Brief:
Which of the lines below contain the string "hoodie"? Collect all of them.

Records from a collection:
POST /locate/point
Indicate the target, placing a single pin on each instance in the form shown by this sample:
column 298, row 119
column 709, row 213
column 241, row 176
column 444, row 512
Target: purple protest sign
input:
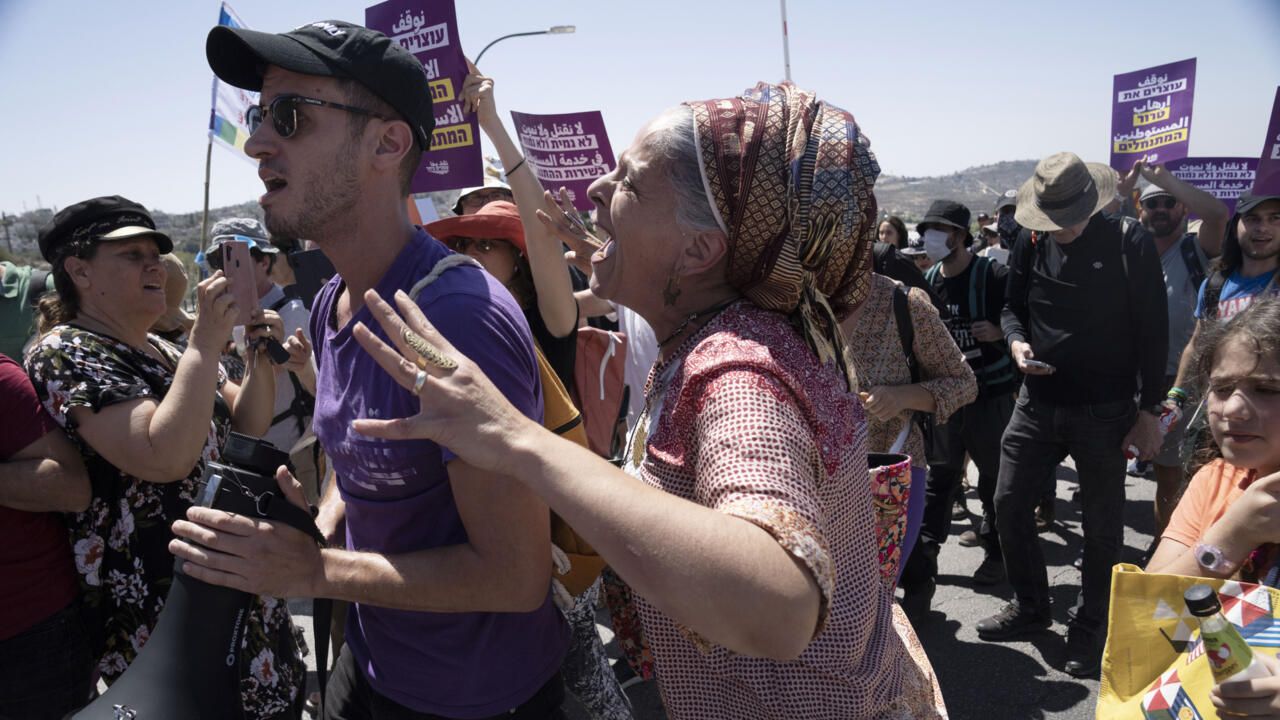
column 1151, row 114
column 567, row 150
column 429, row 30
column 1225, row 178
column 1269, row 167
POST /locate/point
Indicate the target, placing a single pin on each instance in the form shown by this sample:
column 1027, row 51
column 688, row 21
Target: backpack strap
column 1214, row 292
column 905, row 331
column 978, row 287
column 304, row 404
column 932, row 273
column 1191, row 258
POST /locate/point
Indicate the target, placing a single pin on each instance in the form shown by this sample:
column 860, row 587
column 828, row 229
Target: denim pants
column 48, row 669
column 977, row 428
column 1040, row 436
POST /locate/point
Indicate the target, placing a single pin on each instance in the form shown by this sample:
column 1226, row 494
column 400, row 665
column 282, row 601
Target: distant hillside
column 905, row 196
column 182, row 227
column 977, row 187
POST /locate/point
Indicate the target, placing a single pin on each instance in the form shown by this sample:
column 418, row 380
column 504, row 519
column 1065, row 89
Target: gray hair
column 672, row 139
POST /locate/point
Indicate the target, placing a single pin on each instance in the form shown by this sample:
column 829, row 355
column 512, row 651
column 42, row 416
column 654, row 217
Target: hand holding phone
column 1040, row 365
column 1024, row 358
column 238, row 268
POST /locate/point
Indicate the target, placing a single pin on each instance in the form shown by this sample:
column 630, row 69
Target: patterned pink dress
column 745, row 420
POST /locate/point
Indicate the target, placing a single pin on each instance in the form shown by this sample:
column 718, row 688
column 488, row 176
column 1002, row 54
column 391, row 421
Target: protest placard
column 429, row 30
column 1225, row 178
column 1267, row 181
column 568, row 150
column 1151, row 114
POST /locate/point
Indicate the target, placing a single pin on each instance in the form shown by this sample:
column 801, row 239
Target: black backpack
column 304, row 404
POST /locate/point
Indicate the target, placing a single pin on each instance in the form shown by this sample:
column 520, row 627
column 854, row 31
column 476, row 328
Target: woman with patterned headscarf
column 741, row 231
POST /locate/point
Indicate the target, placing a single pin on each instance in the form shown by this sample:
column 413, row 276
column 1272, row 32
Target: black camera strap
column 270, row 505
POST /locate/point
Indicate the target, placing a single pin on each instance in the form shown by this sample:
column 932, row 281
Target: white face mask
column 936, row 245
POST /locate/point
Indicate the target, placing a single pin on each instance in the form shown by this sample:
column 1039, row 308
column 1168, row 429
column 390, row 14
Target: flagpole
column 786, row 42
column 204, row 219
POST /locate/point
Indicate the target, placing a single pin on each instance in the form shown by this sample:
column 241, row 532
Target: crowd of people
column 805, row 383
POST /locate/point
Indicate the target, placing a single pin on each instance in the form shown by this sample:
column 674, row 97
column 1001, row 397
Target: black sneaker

==

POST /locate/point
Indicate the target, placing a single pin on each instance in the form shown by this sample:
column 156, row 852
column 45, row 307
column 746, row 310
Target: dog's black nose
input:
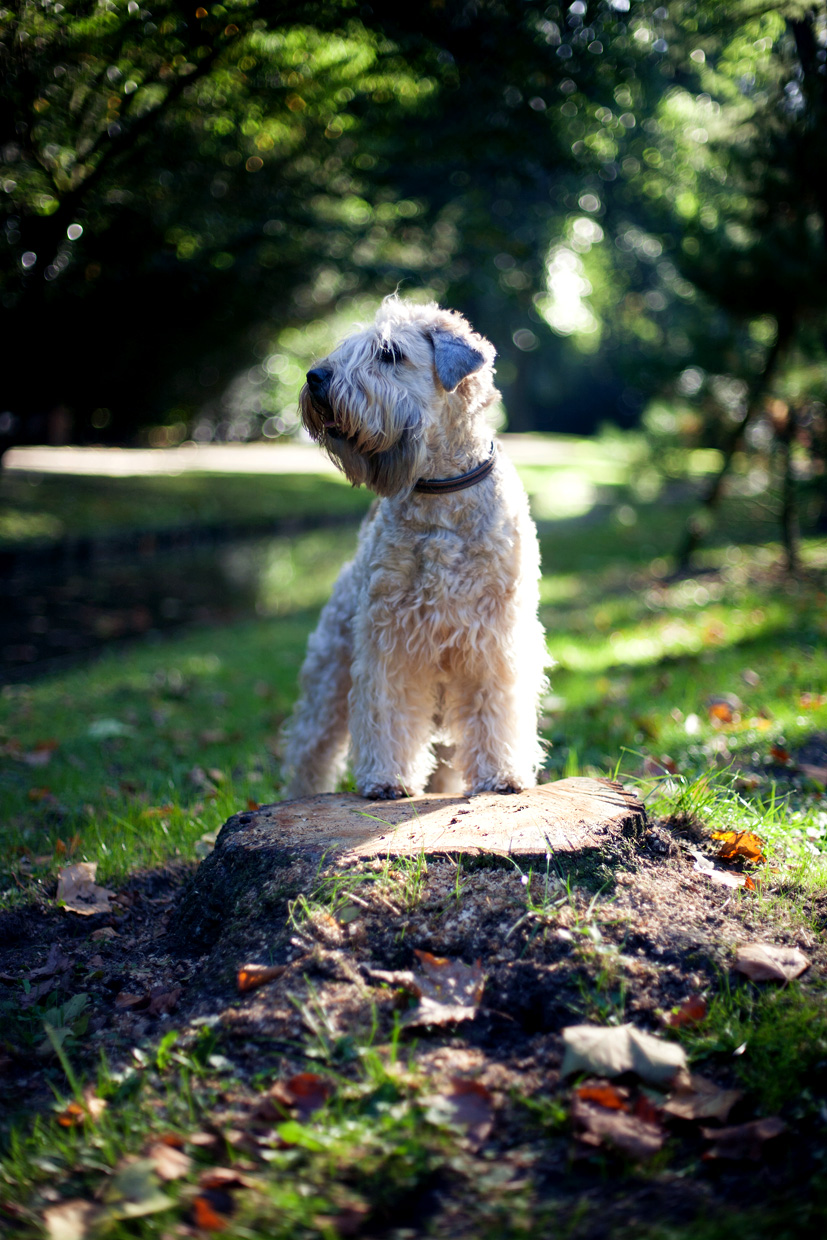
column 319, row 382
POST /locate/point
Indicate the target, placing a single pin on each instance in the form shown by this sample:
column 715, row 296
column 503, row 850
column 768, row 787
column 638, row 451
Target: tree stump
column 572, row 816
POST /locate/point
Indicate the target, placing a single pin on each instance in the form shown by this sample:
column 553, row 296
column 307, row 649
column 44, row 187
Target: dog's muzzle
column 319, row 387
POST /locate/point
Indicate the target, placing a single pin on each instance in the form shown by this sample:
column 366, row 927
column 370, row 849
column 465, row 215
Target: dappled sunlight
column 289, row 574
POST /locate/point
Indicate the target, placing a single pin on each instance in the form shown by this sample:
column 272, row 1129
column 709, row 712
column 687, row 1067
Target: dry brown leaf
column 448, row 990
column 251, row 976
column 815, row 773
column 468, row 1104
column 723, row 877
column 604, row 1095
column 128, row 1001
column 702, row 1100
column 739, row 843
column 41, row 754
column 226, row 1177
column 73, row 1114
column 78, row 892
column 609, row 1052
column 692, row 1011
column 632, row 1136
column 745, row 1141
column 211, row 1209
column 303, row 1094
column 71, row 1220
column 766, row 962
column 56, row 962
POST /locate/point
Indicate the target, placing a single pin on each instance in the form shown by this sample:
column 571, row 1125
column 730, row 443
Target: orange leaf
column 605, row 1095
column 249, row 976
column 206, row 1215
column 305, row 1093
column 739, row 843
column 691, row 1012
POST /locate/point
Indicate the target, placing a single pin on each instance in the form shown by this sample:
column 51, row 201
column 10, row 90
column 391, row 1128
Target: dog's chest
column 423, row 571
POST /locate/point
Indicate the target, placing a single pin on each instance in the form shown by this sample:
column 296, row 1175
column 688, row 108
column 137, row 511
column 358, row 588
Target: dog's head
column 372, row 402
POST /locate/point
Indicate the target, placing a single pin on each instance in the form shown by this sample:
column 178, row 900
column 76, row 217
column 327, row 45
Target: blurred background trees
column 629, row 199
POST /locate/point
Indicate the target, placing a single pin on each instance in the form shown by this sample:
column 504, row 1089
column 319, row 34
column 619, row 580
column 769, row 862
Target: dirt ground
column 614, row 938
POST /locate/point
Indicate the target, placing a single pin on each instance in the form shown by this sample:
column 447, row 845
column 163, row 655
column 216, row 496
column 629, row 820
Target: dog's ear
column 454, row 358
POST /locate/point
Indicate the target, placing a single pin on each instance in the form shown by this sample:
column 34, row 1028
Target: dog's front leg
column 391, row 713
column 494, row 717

==

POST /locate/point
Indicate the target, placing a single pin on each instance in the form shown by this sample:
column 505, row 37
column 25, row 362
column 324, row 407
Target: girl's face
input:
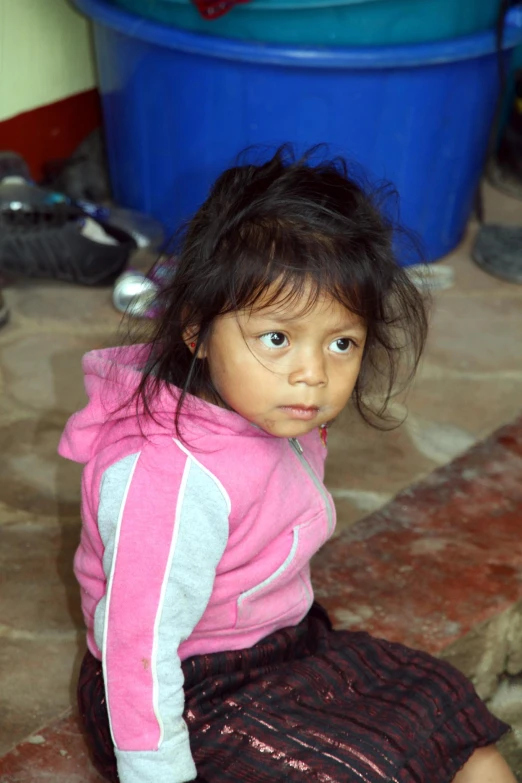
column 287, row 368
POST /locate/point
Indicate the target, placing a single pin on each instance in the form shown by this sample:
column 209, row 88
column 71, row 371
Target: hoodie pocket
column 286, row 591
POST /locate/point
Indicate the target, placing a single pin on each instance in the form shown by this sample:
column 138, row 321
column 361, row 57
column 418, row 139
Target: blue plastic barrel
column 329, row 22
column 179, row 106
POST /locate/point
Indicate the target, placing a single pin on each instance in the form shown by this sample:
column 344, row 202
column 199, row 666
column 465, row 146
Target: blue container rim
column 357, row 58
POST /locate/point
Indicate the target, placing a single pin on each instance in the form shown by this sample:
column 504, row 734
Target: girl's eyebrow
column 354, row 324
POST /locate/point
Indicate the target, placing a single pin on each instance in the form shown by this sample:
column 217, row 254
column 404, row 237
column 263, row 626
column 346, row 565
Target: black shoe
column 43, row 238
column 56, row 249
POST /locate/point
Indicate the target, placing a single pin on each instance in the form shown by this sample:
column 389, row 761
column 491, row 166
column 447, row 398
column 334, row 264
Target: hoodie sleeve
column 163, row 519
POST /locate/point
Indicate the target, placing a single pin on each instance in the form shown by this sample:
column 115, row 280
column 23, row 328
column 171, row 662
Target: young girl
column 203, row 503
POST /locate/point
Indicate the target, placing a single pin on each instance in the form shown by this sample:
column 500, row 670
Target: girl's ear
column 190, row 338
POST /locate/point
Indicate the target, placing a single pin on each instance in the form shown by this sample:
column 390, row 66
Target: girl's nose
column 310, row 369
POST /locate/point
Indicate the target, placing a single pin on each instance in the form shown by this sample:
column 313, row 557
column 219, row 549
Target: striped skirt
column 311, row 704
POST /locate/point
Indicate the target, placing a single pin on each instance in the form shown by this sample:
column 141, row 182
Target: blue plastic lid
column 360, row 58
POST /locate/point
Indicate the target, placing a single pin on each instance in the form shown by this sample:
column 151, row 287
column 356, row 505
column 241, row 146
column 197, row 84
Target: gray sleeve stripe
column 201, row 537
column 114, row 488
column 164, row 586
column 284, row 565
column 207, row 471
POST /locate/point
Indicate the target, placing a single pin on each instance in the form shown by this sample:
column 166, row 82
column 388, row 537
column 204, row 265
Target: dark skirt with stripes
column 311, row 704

Task result:
Target: hoodie pocket
Target: hoodie sleeve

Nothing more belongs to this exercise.